◆ **ASSIGNMENT**:
Pictures excluded, copy all of the data below exactly.

◆ **MATERIAL FOR THIS TASK**:
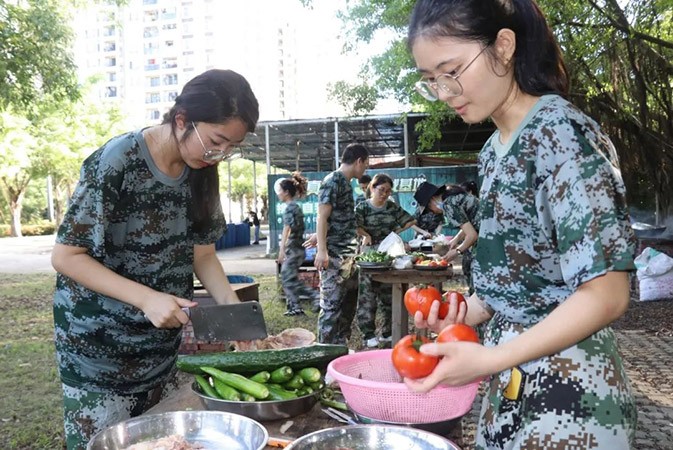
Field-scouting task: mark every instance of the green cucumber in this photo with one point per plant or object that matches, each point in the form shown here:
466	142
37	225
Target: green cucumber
239	382
282	374
261	377
316	355
296	382
278	393
226	392
206	388
310	374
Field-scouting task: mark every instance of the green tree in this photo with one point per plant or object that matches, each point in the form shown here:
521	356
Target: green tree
36	64
618	54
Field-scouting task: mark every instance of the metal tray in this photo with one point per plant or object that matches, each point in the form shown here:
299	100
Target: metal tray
211	429
442	428
366	265
261	410
430	268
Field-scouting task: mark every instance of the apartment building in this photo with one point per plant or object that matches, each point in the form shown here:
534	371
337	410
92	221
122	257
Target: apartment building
144	52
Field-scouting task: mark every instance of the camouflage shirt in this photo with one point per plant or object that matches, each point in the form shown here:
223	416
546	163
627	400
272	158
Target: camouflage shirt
459	209
427	220
133	219
380	222
553	212
336	190
293	217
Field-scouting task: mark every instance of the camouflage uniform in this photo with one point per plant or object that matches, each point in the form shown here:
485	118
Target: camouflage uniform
378	222
338	292
460	208
295	255
135	220
553	216
428	220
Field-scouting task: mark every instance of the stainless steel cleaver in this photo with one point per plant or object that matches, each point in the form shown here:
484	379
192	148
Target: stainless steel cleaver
242	321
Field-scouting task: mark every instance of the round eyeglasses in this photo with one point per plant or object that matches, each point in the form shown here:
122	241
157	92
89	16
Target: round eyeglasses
445	82
214	155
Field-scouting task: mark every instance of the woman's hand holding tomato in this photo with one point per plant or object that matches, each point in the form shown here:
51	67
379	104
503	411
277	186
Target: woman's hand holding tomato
442	313
409	362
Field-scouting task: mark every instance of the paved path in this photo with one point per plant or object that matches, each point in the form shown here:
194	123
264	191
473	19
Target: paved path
31	254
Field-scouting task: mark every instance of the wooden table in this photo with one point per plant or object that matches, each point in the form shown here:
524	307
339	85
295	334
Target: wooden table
401	279
314	420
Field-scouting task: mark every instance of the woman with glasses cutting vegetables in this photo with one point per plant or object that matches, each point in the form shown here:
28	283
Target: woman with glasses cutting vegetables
142	221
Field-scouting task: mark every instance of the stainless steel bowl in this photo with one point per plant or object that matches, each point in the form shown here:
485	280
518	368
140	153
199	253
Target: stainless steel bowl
262	410
372	437
213	430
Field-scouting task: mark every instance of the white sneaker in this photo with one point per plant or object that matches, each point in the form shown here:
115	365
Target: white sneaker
372	342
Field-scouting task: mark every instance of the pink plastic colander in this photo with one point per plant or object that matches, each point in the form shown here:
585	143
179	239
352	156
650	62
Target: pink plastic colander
372	388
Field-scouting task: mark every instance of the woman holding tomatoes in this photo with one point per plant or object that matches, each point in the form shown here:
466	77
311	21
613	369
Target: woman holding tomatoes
555	245
375	219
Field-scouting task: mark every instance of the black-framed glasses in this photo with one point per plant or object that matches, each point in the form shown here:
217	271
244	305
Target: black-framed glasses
448	83
214	155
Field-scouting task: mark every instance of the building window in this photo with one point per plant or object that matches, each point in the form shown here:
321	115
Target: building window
171	79
152	97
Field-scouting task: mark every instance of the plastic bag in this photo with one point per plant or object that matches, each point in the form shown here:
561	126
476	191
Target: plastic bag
655	275
393	245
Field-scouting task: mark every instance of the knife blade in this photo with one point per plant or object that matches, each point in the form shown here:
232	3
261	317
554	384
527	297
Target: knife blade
242	321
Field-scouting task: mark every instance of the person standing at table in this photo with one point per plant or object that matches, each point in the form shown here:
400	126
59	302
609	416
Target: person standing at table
460	210
141	223
555	243
336	247
428	217
291	253
363	181
375	219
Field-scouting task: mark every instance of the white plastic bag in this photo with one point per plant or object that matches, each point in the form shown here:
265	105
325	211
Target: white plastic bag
392	245
655	275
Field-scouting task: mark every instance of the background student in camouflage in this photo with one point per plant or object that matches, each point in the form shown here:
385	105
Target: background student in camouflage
291	253
335	236
363	181
375	219
460	209
555	243
142	221
429	219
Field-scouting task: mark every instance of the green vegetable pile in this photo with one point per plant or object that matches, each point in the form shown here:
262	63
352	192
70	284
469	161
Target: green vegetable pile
282	383
373	256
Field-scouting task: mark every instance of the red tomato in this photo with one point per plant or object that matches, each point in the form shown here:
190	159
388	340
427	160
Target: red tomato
411	300
458	332
409	362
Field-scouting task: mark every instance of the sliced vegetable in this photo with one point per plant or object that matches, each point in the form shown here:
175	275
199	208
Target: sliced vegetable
205	386
225	391
316	355
239	382
261	377
278	393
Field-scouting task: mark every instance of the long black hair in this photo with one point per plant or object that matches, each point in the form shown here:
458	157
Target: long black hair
538	64
215	96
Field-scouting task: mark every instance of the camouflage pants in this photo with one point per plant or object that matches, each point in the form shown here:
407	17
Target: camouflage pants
578	398
338	303
85	413
374	296
289	276
468	257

◆ **ANSWER BOX**:
Field-scouting task: mark every instance of the green cucumber in this photo with one point per plant or object that matches, each point in the form shown here:
466	142
37	225
Target: green cucumber
239	382
282	374
261	377
316	355
296	382
278	393
226	392
206	388
310	374
Field-scouting task: mark every instance of the green tree in this photo with one point per plant or object that matches, each point in the form shown here:
521	356
Target: green tree
36	64
618	54
Field-scouting task: mark every instance of the metal tray in this photo with one point per plant or object that matches, each point in the form shown here:
299	100
Target: metal tray
211	429
442	428
366	265
261	410
430	268
Field-scouting task: mark every instance of the apartment building in this photo with one point per plant or object that matches, each point in the form shown here:
534	371
337	410
92	221
122	257
Target: apartment building
144	52
Field-scouting task: mark every instance of the camouflage shirt in this photo with one point per plant or object that matches, each point in the form shown here:
223	416
546	163
627	400
272	158
Target: camouflage shirt
459	209
427	220
133	219
380	222
553	212
336	190
293	217
Field-scouting task: mark every instance of the camouflage uniform in this photo with one point per plant or object that matches, each point in the form shown here:
485	118
Target: camouflage uniform
378	222
338	292
460	208
295	255
135	220
553	216
428	220
Field-scouting task: mark every instance of the stainless steel cleaver in this photo with one point per plant or object that matches, each point in the form shown here:
484	379
192	148
Target: stainless steel cleaver
242	321
Field-scouting task: mark every instance of the round eyeglasses in this photo with one point per plant or object that matches, each point in the form shown here:
122	241
157	92
89	16
Target: round eyeglasses
445	82
214	155
Field-scouting task: mark every instance of the woman's hand holding tomato in this photo with one point per plant or object that matches, each point in the form shown here:
51	67
379	104
503	411
277	186
Target: woman's hand holding tomato
442	313
409	362
Field-scouting task: mark every instance of the paved path in this photo with one point per plant or object that matches, each point in the form shown here:
194	123
264	191
473	19
Target: paved path
31	254
Field-scouting task: mark every instance of the wooden table in this photo with one point per plant or object that matches, each point in the form shown here:
524	307
339	85
295	334
Target: wooden table
401	279
314	420
Field-scouting task: mark every instance of the woman with glasses cutting vegetables in this photo with one point per plant or object that matches, each point in the form shown here:
28	283
Target: woman with glasses cutting vegetables
142	221
Field-scouting task: mark every instance of the stainless steel bowl in this photo with one point per plant or object that matches, each point in the form shown here:
485	280
518	368
140	153
199	253
Target: stainless steel bowl
262	410
372	437
213	430
Field-scouting task: mark every instance of the white sneaker in this photo with one point per plant or object that matches, each point in the form shown here:
115	365
Target: white sneaker
372	342
Field-scouting task: mark every instance of the pink plastic colander in this photo with one point per plant or object that matches, each point in the form shown here:
585	143
179	239
352	156
650	62
Target: pink plastic colander
372	388
Field-scouting task: mark every instance of the woman holding tomatoes in this photo with one point per plant or object that matches, each point in the form shown here:
466	77
311	21
613	369
Target: woman holding tomatoes
555	245
375	219
Field-scouting task: mark every instance of the black-framed glasses in this photo with one point per plant or object that matches, each point in the form shown here:
217	271
244	305
Target: black-framed glasses
448	83
214	155
Field-scouting task: mark every instance of the building window in this photo with one point per plant or object that matches, each point in the form shown here:
321	115
Target: building window
171	79
152	97
Field-scouting task: mark every instance of the plastic bag in this photo with one point per plant or object that matches, each point in the form shown here:
561	126
476	191
Target: plastic bag
655	275
393	245
Field-scouting task: mark every instance of the knife blade in this photo with one point per plant or object that matches, each point in the form shown here:
232	3
261	317
554	384
527	297
Target: knife blade
242	321
Field-scouting task: mark every instance of the person standing at table in this photo with one point per plant or object that matches, each point in the form shown here:
400	126
59	302
609	416
Target: person standing at table
460	210
141	223
555	243
336	247
428	217
291	253
363	181
375	219
Field-scouting task: mark every instance of the white plastic bag in this photo with one point per plant or object that matches, each point in the form shown here:
265	105
325	211
Target: white plastic bag
392	245
655	275
Field-scouting task: mark every instance of the background student in camouflage in this photo with one point per plant or object that matches, each point in the form shown here:
385	105
Target: background student in camouflage
291	253
335	236
363	181
375	219
460	209
555	243
142	221
429	219
Field-scouting task: mark every instance of the green vegetable pile in this photo with one point per plant or object that matches, each point in the form shown here:
262	63
352	192
70	284
469	161
Target: green vegetable pile
282	383
373	256
Field-scouting task: mark every instance of the red tomato in this photo with one point per plant or object that matches, each point in the form shown here:
190	159
388	340
427	160
Target: red tomato
411	300
458	332
409	362
Field-scouting task: mark every instance of the sliced vegetable in this photo with one point per plant or object that matches, each point in the form shown here:
175	275
199	208
Target: sliced vegetable
205	386
225	391
316	355
239	382
261	377
278	393
Field-scouting task: mark every instance of the long black hair in this photo with one point per plant or object that matches, each point in the form shown here:
458	157
Target: long black hair
538	64
215	96
Field-scouting task: mark every instance of the camouflage pants in this photo with one point per plant or object that matches, each point in the form shown here:
407	17
Target: camouflage pants
578	398
338	303
85	413
374	296
289	276
468	257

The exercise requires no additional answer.